If you see a picture in the data below, omit it and copy the rest exactly.

Start of Excerpted data

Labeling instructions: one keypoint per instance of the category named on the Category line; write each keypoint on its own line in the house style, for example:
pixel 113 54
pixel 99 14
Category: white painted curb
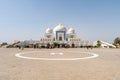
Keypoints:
pixel 93 55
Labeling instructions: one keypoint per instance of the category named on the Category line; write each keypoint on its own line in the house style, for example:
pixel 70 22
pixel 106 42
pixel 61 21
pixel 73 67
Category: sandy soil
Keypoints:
pixel 104 67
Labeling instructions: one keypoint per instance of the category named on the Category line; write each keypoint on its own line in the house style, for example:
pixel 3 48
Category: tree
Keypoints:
pixel 55 44
pixel 117 41
pixel 98 43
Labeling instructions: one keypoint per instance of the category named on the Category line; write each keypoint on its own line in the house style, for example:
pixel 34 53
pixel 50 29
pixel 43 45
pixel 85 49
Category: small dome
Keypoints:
pixel 60 27
pixel 48 31
pixel 71 31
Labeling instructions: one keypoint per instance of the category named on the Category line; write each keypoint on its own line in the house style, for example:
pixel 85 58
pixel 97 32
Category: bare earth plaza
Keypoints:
pixel 59 39
pixel 105 66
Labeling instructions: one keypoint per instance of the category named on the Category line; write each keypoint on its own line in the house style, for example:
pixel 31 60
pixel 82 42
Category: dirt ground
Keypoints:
pixel 104 67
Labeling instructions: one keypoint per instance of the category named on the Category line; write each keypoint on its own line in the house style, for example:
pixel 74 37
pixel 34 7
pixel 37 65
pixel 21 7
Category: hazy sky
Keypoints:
pixel 28 19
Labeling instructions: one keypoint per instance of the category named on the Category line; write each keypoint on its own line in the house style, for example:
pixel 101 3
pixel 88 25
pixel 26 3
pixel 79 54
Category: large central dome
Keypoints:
pixel 60 27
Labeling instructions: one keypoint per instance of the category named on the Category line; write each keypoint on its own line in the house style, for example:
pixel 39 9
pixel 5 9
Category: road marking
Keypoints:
pixel 20 55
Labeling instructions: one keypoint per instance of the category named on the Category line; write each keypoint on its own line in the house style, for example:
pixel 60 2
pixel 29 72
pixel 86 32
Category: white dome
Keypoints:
pixel 60 27
pixel 48 31
pixel 71 31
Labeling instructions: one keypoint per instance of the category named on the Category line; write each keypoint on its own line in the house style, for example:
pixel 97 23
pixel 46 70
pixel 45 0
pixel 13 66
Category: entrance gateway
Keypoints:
pixel 60 35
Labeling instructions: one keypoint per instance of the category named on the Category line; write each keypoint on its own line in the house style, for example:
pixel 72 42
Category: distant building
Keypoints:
pixel 60 35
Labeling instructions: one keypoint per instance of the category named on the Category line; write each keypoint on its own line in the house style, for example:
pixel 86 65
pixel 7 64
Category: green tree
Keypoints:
pixel 98 43
pixel 55 44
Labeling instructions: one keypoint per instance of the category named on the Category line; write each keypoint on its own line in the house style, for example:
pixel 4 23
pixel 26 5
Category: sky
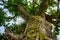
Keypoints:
pixel 19 20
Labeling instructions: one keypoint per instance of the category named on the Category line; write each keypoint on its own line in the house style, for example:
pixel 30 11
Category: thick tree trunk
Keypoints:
pixel 38 29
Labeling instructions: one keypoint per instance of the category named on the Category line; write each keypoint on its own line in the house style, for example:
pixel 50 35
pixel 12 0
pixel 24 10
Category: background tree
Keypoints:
pixel 37 24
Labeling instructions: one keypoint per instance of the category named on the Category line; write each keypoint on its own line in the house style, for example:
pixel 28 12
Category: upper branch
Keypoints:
pixel 25 15
pixel 43 7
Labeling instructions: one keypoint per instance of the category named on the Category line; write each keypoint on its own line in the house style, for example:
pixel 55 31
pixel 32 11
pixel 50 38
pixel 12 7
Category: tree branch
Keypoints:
pixel 25 15
pixel 43 7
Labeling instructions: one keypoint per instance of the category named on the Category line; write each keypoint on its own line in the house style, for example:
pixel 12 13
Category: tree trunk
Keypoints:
pixel 38 29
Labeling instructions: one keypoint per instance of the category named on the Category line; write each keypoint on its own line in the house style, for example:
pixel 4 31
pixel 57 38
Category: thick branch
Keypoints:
pixel 43 7
pixel 50 17
pixel 23 12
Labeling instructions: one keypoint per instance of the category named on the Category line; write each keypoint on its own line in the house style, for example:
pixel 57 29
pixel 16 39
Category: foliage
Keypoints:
pixel 30 7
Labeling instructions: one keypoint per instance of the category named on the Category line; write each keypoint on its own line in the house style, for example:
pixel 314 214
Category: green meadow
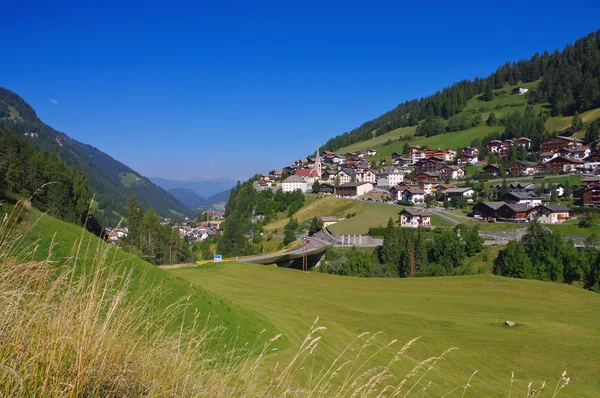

End of Excerpted data

#### Exercise answer
Labeling instructions: one keypoint per instance of the category named on the Category line; write each keypoint on its own line in the house style, for example:
pixel 113 54
pixel 99 14
Category: white painted curb
Keypoints:
pixel 93 55
Labeling instructions: one keypoint per instance of the category named on the Category line; write each keypoint on its own line in the house style, for example:
pixel 70 22
pixel 106 42
pixel 61 21
pixel 73 67
Category: sandy soil
Keypoints:
pixel 104 67
Labeling instructions: one keypoint per instance of the category named on the Category line; write each keypoint on its own line in the house style, for example:
pixel 3 48
Category: tree
Keypoints:
pixel 55 44
pixel 117 41
pixel 98 43
Labeling instructions: one keypoint per instance of the category named on the Category line; write each keypoint on its own line in the house style, for example:
pixel 34 53
pixel 50 29
pixel 43 45
pixel 85 49
Category: small dome
Keypoints:
pixel 60 27
pixel 48 31
pixel 71 31
Labeling instructions: one keypoint per instance of the category named on the Category line; write each keypoint on its own line in the house style, for example:
pixel 85 58
pixel 97 32
Category: bare earth plaza
Keypoints:
pixel 59 39
pixel 105 66
Labeling instructions: one keypoint per instance of the category named on the Category line; write each keypoint on its own line in the house style, for example:
pixel 31 60
pixel 82 42
Category: dirt ground
Keypoints:
pixel 104 67
Labeling instructions: one keypoint per instance of the category named on the Category line; write each keypoint on its own line in the house style, for example:
pixel 74 37
pixel 34 7
pixel 37 65
pixel 21 7
Category: hazy sky
Keypoints:
pixel 28 19
Labeling instructions: one keypoint per instance of the category named on the Category line; write each keypoint on its own line in the house style, for example:
pixel 101 3
pixel 88 25
pixel 26 3
pixel 79 54
Category: large central dome
Keypoints:
pixel 60 27
Labeling instructions: one keypoint per instance of the category named on the Category line; write each keypoint on its own line in the house style, for example:
pixel 39 9
pixel 5 9
Category: road marking
Keypoints:
pixel 20 55
Labeling instructions: one keypoint per instance of the category named on the Category line; write each keypoint on its own line in the house style, for example:
pixel 60 2
pixel 29 72
pixel 86 32
Category: white dome
Keypoints:
pixel 60 27
pixel 48 31
pixel 71 31
Labeling instructions: one keypoint per instance of the category named on the Category line; write each keypoint on its own line in the house style, for example:
pixel 97 23
pixel 46 70
pixel 45 0
pixel 13 66
Category: entrance gateway
Keypoints:
pixel 60 35
Labeling instructions: one keypoint per instance of the category named on the Category line; write each keypoint on its own line in the house style, for example:
pixel 72 42
Category: distant building
Keypoints:
pixel 60 35
Labeling instructions: one keypoint per instance of the category named on the Category line; write each keypoint on its own line in the house style, for example:
pixel 86 65
pixel 7 64
Category: green tree
Keypoints:
pixel 98 43
pixel 55 44
Labeling instructions: one keypoint per instance of the category named on the Category line; write each keypoint on its own line in the house style, for example:
pixel 4 23
pixel 26 5
Category: sky
Keypoints:
pixel 19 20
Labeling instructions: one keypoint per instance of the category named on the Category line; write each keypoint on its own line in the house style, for example:
pixel 30 11
Category: thick tree trunk
Keypoints:
pixel 38 29
Labeling instructions: one keypoint per instance of the category named on the Category line; write each keypoint on its own line in the house style, for example:
pixel 50 35
pixel 12 0
pixel 24 10
Category: background tree
Keypoints:
pixel 37 24
Labeling instructions: one keypoint per instance of the category named on the Category line; write each keypoint on its own line in the house style, for example:
pixel 28 12
Category: upper branch
Keypoints:
pixel 25 15
pixel 43 7
Labeling instructions: one keypoint per instance of the category named on the Category line; write each keypoint on its own line in the house style, for example:
pixel 55 31
pixel 32 11
pixel 50 38
pixel 12 7
Category: tree branch
Keypoints:
pixel 25 15
pixel 43 7
Labeling instructions: one keypoint per instance of the category named on the Category line; write each keypoint on its own line in the house style, for example:
pixel 12 13
Category: tree trunk
Keypoints:
pixel 38 29
Labeling instructions: one keypoint per instance of the category named on the Category line; write each keypoint on its own line in the house style, for example:
pixel 4 31
pixel 57 38
Category: thick branch
Keypoints:
pixel 43 7
pixel 50 17
pixel 23 12
Labeling instructions: one keypoint per instance of the category named on the Category line; write each keypoint on its own line in the house style, for example:
pixel 57 29
pixel 16 39
Category: foliage
Keypoints:
pixel 30 7
Labeling instructions: one keypoint per instance of the category named on the Category line; write each keypoint on its own line in the house style, for example:
pixel 314 214
Category: green meadow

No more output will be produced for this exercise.